Stored records
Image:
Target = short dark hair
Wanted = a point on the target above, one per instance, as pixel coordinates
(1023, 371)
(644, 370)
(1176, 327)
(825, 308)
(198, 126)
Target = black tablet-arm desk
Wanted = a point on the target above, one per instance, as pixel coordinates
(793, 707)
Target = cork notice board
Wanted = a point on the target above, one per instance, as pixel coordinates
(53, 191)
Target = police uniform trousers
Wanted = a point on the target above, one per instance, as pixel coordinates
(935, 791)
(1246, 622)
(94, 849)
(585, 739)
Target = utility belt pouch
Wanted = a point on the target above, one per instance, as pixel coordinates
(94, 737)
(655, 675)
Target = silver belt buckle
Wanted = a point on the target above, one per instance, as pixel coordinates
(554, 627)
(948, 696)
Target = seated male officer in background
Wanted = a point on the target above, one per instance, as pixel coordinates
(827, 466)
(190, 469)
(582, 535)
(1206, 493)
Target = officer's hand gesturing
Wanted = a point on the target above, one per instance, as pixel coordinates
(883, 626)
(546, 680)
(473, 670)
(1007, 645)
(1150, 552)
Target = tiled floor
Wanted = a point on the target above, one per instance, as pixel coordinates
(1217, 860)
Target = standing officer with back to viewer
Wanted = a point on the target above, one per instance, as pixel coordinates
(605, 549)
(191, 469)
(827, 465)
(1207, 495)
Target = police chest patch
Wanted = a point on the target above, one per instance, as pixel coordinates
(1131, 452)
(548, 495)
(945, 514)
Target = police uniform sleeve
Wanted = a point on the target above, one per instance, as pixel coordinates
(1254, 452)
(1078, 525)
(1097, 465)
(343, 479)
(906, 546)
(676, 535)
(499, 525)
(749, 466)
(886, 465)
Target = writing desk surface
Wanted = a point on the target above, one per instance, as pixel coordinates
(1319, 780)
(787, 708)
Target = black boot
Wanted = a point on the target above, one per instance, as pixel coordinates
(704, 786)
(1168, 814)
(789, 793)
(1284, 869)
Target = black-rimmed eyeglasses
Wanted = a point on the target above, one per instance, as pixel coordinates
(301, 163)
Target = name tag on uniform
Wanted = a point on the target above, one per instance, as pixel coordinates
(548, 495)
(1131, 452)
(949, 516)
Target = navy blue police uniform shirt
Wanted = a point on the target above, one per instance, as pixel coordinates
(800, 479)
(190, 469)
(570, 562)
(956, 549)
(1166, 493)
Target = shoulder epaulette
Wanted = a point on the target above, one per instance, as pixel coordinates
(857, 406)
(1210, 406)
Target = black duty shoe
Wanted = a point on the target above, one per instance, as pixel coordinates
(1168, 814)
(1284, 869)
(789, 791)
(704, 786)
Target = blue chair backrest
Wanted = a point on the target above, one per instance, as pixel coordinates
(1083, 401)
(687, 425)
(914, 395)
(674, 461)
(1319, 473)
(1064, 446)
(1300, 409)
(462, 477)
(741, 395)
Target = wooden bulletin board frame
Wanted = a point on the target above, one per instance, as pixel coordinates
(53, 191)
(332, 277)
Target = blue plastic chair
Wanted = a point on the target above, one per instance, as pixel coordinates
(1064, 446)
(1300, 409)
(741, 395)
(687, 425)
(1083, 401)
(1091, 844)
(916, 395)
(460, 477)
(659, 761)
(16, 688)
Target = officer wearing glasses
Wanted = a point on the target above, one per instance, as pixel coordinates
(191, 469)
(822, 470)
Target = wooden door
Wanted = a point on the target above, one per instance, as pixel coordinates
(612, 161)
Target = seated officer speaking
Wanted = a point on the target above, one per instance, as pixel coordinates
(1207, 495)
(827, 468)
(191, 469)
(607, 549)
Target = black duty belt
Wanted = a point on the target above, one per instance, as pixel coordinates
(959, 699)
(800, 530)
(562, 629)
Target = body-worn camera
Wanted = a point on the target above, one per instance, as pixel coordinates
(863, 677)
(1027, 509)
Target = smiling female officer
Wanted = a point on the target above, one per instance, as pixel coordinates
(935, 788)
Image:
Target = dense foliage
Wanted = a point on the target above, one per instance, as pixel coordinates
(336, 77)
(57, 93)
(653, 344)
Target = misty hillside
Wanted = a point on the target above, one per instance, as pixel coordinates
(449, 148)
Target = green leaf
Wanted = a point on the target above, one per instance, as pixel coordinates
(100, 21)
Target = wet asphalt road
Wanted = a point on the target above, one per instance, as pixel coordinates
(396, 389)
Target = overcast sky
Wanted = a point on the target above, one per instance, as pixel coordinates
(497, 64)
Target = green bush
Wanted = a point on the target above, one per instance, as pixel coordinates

▶ _Problem to solve_:
Each entry must be set down exactly as it appears.

▶ _Result of this task_:
Image:
Target = short dark hair
Wanted = a point on the target above, one per instance, as pixel coordinates
(1023, 371)
(644, 370)
(1176, 327)
(825, 308)
(198, 126)
Target = black tablet-arm desk
Wanted = a point on the target above, one per instance, as pixel coordinates
(793, 707)
Target = cork notice board
Wanted = a point on the target above, one per instance, as pixel coordinates
(53, 191)
Target = police uniform trousers
Wanted = a point on the target above, one per instance, as pixel coordinates
(935, 791)
(1246, 622)
(94, 849)
(585, 739)
Target = utility belt pouch
Wanted = a point on the target above, one per instance, as pixel coordinates
(94, 737)
(655, 675)
Target = silver belt buckle
Wanted = a point on the target above, one per instance, as pixel coordinates
(554, 627)
(948, 696)
Target = seated male officer in background
Wanted = a point on the target above, one per instance, as pixel coordinates
(827, 466)
(190, 469)
(582, 535)
(1206, 493)
Target = officer's hand gesturing
Wanted = a point on the target above, one per instance, as pixel coordinates
(883, 626)
(546, 680)
(473, 670)
(1007, 645)
(1150, 552)
Target = tiled floor
Wanted = a point on the target above, one per instance, as pixel coordinates
(1217, 860)
Target = standing officer with back to viewer
Wanted = a point on the target above, one per instance, as pixel coordinates
(605, 549)
(191, 469)
(827, 465)
(1207, 495)
Target = police chest patch
Wanted = a point on the target above, one per instance, as pixel coordinates
(1131, 452)
(548, 495)
(945, 514)
Target = police uniform sleeve
Wanted = a point on the target above, one per instance, as pixel coordinates
(1254, 452)
(1078, 525)
(1097, 465)
(343, 479)
(906, 546)
(676, 535)
(499, 525)
(749, 466)
(886, 465)
Target = writing desk surface
Wanted = a point on the target above, one per instance, as pixel coordinates
(1319, 780)
(787, 708)
Target = black boot
Wanted = a point on the target above, one per instance, as pixel coordinates
(704, 786)
(1168, 814)
(789, 793)
(1284, 869)
Target = black-rimmed eyeglasses
Wanted = a point on the target above, one per instance, as pixel coordinates
(301, 163)
Target = name tag on uniform
Wanted = a point on the target above, one per instance, as pixel coordinates
(548, 495)
(1131, 452)
(949, 516)
Target = navy blue police uniform shirt
Wanted = a point on the target above, one per instance, as pixel coordinates
(800, 479)
(190, 469)
(570, 562)
(956, 549)
(1166, 493)
Target = shoulder epaulette
Wanted = a point on the target above, one per instance, as pixel coordinates
(857, 406)
(1210, 406)
Target = black duty shoe
Wanted = a point on the target above, one per instance, as pixel coordinates
(1168, 814)
(1284, 869)
(789, 791)
(704, 786)
Target = blue chair backrest
Wanted = a point on the target above, one per instance, as pixel coordinates
(1083, 401)
(687, 425)
(914, 395)
(674, 461)
(1319, 473)
(1064, 446)
(1300, 409)
(462, 477)
(741, 395)
Target = wooden bulletin board frame
Wanted = a point on the target above, one per instance, as pixel coordinates
(53, 191)
(332, 277)
Target = blue plastic chair
Wanted = a point on the target above, one per instance, as pixel coordinates
(1064, 446)
(1300, 409)
(741, 395)
(687, 425)
(1083, 401)
(1091, 844)
(916, 395)
(460, 477)
(659, 761)
(16, 688)
Target = officer wearing glasses
Wanted = a point on the target above, one per instance, as pixel coordinates
(191, 469)
(822, 470)
Target = wooden door
Wanted = a point on the target above, one per instance, as pixel coordinates
(612, 161)
Target = seated officer speaking
Wanted = a point on the target above, one per instance, as pixel coordinates
(1207, 495)
(827, 468)
(191, 469)
(607, 549)
Target = black duty belt
Wanted = a point on the target above, one per instance, as pixel coordinates
(959, 699)
(800, 530)
(562, 629)
Target = body-worn camera
Wanted = a point on the target above, one per instance, as pixel coordinates
(863, 677)
(1027, 509)
Target = smiling female officer
Wanted = a point on the target above, one per instance, as pixel coordinates
(935, 788)
Image:
Target = dense foliage
Wanted = a point on the target above, one per instance, as pixel coordinates
(336, 77)
(57, 93)
(653, 344)
Target = misty hillside
Wanted = a point on the target above, one per instance, as pixel coordinates
(449, 148)
Target = green leaf
Wanted = a point on the target above, one per instance, as pixel coordinates
(100, 21)
Target = wet asphalt road
Wanted = a point on the target above, one per instance, as pixel coordinates
(396, 389)
Target = overcast sky
Wanted = a point on the target above, one per instance, as pixel coordinates
(497, 64)
Target = green bush
Wanted = a point on the target above, one per instance, as pixel coordinates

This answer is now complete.